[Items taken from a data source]
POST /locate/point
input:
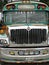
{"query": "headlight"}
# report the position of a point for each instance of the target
(21, 52)
(45, 51)
(37, 52)
(11, 52)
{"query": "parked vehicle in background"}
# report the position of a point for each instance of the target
(24, 36)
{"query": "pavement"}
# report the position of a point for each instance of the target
(46, 63)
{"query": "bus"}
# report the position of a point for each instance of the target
(24, 33)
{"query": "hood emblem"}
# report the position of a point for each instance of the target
(28, 29)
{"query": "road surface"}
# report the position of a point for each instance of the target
(28, 64)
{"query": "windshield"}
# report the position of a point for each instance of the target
(26, 17)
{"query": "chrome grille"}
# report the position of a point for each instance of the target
(21, 36)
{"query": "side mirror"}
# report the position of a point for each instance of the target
(1, 16)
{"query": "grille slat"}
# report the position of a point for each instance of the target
(21, 36)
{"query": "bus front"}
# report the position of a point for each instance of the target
(26, 33)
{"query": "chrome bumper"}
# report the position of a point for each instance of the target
(6, 57)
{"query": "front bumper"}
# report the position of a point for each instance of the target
(6, 57)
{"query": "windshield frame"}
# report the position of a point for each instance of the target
(26, 18)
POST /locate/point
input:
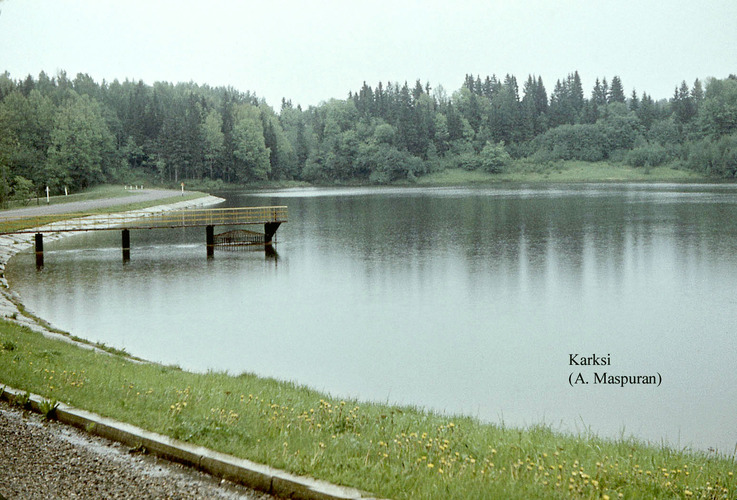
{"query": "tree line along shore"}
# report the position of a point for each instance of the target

◆ What the exercise asks ◆
Write out every line of the records above word for word, leaving the pictures out.

◆ Solution to this task ◆
POST /locate/point
input:
{"query": "headlight"}
# report the position of a point for each instance of the target
(21, 52)
(45, 51)
(37, 52)
(11, 52)
{"query": "parked vehicle in background"}
# report the position of a point for each instance of the target
(24, 36)
{"query": "pavement"}
# report the position of a point for each instance of the target
(46, 63)
{"query": "bus"}
# report the position of a point for each instance of the target
(24, 33)
{"query": "hood emblem"}
# report the position of a point for each instance of the target
(28, 29)
{"query": "road surface"}
# report the position of a point for each instance of the target
(28, 64)
{"query": "windshield"}
# report the position of a point for each instance of the target
(26, 17)
{"query": "chrome grille"}
# report the position of a point for each instance of the target
(21, 36)
{"query": "side mirror"}
# report the position of a point for each instance of the target
(1, 16)
{"query": "grille slat"}
# report the position of a point for each instance of the target
(21, 36)
{"query": "bus front"}
# report the position of a point for each instance of the target
(26, 33)
{"query": "chrome bumper"}
# report the position of a point for each instance of the target
(6, 57)
{"query": "front bumper"}
# report the position of a point for each instance of the target
(6, 57)
{"query": "windshield frame"}
# report the position of a point for each instance of the target
(26, 18)
POST /locate/point
input:
{"query": "tree line along shore"}
# report the position of a point for each instance of the target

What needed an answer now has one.